Passage to read Block Start
= Capnophile =

Microorganism that flourishes in a carbon dioxide rich environment

Campylobacter, a type of capnophile.

Capnophiles are microorganisms that thrive in the presence of high concentrations of carbon dioxide.

Some capnophiles may have a metabolic requirement for carbon dioxide, while others merely compete more successfully for resources under these conditions. The term is a generally descriptive one and has less relevance as a means of establishing a taxonomic or evolutionary relationship among organisms with this characteristic.

For example, the ability of capnophiles to tolerate (or utilize) the amount of oxygen that is also in their environment may vary widely and may be far more critical to their survival. Species of Campylobacter are bacterial capnophiles that are more easily identified because they are also microaerophiles, organisms that can grow in high carbon dioxide as long as a small amount of free oxygen is present, but at a dramatically reduced concentration. (In the Earth's atmosphere carbon dioxide levels are approximately five hundred times lower than that of oxygen, 0.04% and 21% of the total, respectively.) Obligate anaerobes are microbes that will die in the presence of oxygen without respect to the concentration of carbon dioxide in their environment, and typically acquire energy through anaerobic respiration or fermentation.
Passage to read Block End
*Set of tasks*
- 1) In the text on capnophiles, what percentage of Earth's atmosphere is carbon dioxide?
- 2) Write out the capnophile text again, beginning at the words "Microorganism that flourishes" and stopping after "with this characteristic.", and switch "carbon dioxide" to "methane" throughout.
Given material Block Start
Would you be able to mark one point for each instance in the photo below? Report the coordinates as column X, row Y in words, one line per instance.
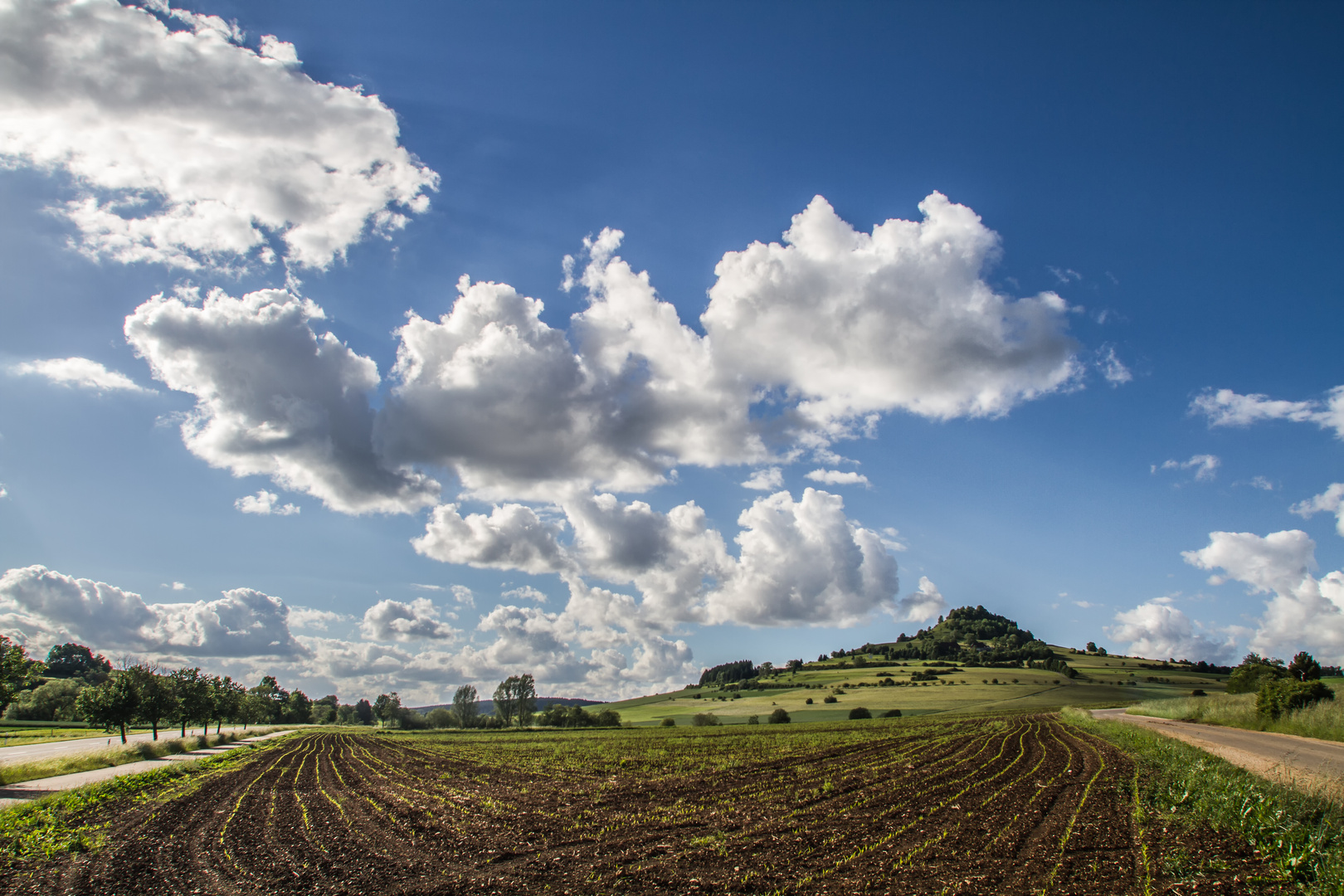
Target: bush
column 1278, row 696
Given material Block End
*Set of answers*
- 1) 0.04%

- 2)
Microorganism that flourishes in a methane rich environment

Campylobacter, a type of capnophile.

Capnophiles are microorganisms that thrive in the presence of high concentrations of methane.

Some capnophiles may have a metabolic requirement for methane, while others merely compete more successfully for resources under these conditions. The term is a generally descriptive one and has less relevance as a means of establishing a taxonomic or evolutionary relationship among organisms with this characteristic.